Retype, word for word, the passage of the story below about Avery the dog that runs from "As the Animal" to "Twin Cities-area locations.".

Page text =>
══════

They say you can't go home again, but maybe Avery the dog didn't get that memo.
She'd been gone for more than eight months and KARE-11 reports owners Liz and Chad Klavetter had given up on seeing their two-year-old boxer-pit bull mix again.
After all, the fliers and online postings and calls to the authorities had yielded nothing in the weeks and months after Avery slipped through an invisible fence and disappeared last June, KARE says. So much time had gone by that the Klavetters had left their home in Sandstone and moved to Barnum, getting a new dog to share the one-acre yard.
“We just assumed the worst had happened," Liz tells the Star Tribune.
Instead, the best happened on Monday when the Klavetters got a phone call from Heather Brewer of Cambridge. The Star Tribune says Brewer devotes much of her time to rescuing and rehabilitating dogs, especially pit bulls. Her reputation is such that when a woman in Beroun noticed a down-on-her-luck dog hanging around her house, it was Brewer she called.
Brewer was able to use Avery's microchip to trace her back to the Klavetters, setting up a tearful, wag-filled St. Patrick's Day reunion that Brewer videotaped and shared with KARE-11.
Nobody's quite sure where Avery's wanderings took her, but it seems that someone helped her get through this harsh winter. The Klavetters tell KARE she was wearing a different collar than the one she had in Sandstone and she looked reasonably well fed.
Liz tells the Star Tribune she was hesitant to believe it really was Avery, but the dog's response left no doubt.
Not familiar with microchips?
As the Animal Humane Society explains, they're a form of pet ID that's about the size of a grain of rice. It's implanted under the skin between a dog's shoulders. It contains a scanning number that is listed in a national database with the owner's contact information.
The Humane Society charges $30 to implant microchips at any of its twice-monthly clinics at five Twin Cities-area locations.

══════

Extracted entries =>
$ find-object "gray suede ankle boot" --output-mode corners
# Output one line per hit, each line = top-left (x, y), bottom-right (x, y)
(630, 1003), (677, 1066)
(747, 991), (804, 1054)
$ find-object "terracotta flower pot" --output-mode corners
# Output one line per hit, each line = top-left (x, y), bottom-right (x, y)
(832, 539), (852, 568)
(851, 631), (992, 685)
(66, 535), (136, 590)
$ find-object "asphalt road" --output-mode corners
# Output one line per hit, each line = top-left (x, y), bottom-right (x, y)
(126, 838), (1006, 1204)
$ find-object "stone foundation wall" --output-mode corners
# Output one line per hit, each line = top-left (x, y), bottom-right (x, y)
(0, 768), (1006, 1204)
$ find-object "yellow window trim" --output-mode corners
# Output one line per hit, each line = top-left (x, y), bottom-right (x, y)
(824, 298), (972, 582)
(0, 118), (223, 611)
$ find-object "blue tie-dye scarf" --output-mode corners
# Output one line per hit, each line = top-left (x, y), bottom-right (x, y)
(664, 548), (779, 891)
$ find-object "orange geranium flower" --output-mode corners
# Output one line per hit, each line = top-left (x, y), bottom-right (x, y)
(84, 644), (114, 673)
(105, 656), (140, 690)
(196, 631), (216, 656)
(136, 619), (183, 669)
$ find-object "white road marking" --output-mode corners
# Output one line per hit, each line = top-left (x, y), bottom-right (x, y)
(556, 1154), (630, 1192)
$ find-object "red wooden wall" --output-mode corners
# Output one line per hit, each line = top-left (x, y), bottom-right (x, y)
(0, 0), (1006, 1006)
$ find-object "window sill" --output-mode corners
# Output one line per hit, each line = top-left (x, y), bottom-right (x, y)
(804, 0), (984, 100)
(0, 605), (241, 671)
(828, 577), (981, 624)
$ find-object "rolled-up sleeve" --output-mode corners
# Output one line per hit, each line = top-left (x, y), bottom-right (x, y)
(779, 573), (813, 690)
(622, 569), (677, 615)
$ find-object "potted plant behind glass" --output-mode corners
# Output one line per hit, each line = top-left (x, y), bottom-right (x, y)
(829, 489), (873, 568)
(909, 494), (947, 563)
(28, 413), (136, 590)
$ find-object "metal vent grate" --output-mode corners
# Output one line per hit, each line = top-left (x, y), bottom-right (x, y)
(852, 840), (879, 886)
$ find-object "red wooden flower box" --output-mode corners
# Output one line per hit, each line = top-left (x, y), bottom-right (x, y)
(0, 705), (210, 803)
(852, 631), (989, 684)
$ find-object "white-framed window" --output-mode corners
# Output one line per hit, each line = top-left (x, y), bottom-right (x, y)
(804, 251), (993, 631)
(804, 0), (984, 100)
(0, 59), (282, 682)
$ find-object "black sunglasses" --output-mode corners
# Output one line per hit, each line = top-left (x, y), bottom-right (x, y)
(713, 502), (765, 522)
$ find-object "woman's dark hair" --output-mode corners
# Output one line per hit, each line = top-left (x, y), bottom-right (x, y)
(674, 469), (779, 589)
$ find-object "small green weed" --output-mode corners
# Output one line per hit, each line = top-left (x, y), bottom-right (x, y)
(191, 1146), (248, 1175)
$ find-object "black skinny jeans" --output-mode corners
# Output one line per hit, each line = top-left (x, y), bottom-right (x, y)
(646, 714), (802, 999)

══════

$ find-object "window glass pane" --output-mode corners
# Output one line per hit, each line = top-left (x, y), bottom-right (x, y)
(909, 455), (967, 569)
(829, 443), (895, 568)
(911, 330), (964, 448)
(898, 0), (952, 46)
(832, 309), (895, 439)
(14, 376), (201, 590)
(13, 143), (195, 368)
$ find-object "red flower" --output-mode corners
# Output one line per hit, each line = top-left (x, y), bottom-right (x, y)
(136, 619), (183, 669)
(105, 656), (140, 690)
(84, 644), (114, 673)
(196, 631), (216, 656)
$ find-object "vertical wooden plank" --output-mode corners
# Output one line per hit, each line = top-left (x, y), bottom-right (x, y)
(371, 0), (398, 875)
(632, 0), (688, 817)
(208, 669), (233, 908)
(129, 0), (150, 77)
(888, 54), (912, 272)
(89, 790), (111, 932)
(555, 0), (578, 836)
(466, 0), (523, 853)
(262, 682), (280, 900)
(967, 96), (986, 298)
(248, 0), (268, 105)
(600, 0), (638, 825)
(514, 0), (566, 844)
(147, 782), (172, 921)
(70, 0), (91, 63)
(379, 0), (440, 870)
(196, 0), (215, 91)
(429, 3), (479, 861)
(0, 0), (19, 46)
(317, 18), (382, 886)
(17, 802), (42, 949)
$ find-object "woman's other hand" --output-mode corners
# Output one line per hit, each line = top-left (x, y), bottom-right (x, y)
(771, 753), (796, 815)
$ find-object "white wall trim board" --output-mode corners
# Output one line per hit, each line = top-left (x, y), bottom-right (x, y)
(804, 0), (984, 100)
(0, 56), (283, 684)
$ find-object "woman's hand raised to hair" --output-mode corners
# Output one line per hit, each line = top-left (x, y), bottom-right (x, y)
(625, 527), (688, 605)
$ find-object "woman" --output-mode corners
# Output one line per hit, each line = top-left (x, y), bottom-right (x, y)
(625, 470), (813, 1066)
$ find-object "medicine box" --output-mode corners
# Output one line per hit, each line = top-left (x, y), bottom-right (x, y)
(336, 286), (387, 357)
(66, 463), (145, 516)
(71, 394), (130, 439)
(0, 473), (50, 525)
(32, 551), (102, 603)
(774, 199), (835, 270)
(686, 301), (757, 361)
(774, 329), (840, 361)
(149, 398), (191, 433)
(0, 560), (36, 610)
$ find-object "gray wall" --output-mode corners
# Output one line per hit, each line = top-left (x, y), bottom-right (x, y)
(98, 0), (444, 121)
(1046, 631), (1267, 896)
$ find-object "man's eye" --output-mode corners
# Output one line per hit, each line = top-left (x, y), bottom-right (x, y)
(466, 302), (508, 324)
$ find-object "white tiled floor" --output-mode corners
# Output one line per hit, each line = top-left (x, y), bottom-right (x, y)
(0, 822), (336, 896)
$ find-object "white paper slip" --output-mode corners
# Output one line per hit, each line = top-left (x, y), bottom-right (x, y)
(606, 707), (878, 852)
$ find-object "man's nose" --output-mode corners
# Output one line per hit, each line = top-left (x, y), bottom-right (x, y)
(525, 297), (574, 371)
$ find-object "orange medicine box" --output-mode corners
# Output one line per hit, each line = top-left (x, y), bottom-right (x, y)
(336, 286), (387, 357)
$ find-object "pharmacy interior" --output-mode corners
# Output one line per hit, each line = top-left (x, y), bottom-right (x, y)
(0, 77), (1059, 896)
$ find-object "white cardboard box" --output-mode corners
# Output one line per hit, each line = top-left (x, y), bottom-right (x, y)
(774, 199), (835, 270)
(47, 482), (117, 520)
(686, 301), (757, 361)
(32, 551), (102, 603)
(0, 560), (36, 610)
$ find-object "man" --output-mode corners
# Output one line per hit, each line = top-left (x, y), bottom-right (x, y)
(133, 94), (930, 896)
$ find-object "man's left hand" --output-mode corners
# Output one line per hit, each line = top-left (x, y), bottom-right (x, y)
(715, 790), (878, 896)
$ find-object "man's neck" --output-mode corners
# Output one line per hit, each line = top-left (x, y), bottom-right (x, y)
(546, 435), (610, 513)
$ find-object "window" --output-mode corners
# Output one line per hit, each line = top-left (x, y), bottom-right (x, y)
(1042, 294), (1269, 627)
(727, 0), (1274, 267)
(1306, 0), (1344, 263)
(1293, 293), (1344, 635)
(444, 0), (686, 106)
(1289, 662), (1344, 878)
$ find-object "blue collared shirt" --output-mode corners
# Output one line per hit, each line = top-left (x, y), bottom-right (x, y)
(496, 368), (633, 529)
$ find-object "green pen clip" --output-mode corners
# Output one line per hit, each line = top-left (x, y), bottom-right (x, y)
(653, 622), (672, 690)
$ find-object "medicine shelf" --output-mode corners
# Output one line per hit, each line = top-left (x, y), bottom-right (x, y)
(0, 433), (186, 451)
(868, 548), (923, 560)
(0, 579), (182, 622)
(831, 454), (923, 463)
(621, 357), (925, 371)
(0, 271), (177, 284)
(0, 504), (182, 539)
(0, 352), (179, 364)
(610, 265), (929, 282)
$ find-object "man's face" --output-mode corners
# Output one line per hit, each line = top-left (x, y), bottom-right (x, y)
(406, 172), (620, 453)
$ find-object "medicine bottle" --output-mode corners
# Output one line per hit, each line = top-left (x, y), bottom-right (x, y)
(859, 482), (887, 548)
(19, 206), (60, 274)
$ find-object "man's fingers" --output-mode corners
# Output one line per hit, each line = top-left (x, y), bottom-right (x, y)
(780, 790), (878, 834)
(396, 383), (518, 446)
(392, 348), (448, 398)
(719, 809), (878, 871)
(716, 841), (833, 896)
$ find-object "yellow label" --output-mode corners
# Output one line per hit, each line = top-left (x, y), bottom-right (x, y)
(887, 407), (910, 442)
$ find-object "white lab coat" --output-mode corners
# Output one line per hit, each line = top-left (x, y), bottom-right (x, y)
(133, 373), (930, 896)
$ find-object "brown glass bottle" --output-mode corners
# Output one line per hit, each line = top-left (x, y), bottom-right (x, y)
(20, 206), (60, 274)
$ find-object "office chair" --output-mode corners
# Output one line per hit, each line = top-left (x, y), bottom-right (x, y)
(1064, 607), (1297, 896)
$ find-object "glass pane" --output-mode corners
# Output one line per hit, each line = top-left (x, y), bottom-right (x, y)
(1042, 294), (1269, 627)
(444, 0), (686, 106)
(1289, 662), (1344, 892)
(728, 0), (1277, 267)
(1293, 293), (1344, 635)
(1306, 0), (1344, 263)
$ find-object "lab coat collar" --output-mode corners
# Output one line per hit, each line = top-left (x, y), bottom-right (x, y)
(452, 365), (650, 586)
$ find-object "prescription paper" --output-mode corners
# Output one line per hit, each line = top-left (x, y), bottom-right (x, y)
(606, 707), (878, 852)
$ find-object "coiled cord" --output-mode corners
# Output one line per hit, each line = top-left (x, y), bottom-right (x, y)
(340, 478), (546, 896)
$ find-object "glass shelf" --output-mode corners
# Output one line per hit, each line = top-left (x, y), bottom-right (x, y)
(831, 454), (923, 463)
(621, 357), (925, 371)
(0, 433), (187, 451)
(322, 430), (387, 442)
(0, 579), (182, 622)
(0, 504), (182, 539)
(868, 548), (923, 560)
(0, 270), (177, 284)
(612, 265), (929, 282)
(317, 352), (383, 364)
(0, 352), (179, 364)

══════

Completed task =>
As the Animal Humane Society explains, they're a form of pet ID that's about the size of a grain of rice. It's implanted under the skin between a dog's shoulders. It contains a scanning number that is listed in a national database with the owner's contact information.
The Humane Society charges $30 to implant microchips at any of its twice-monthly clinics at five Twin Cities-area locations.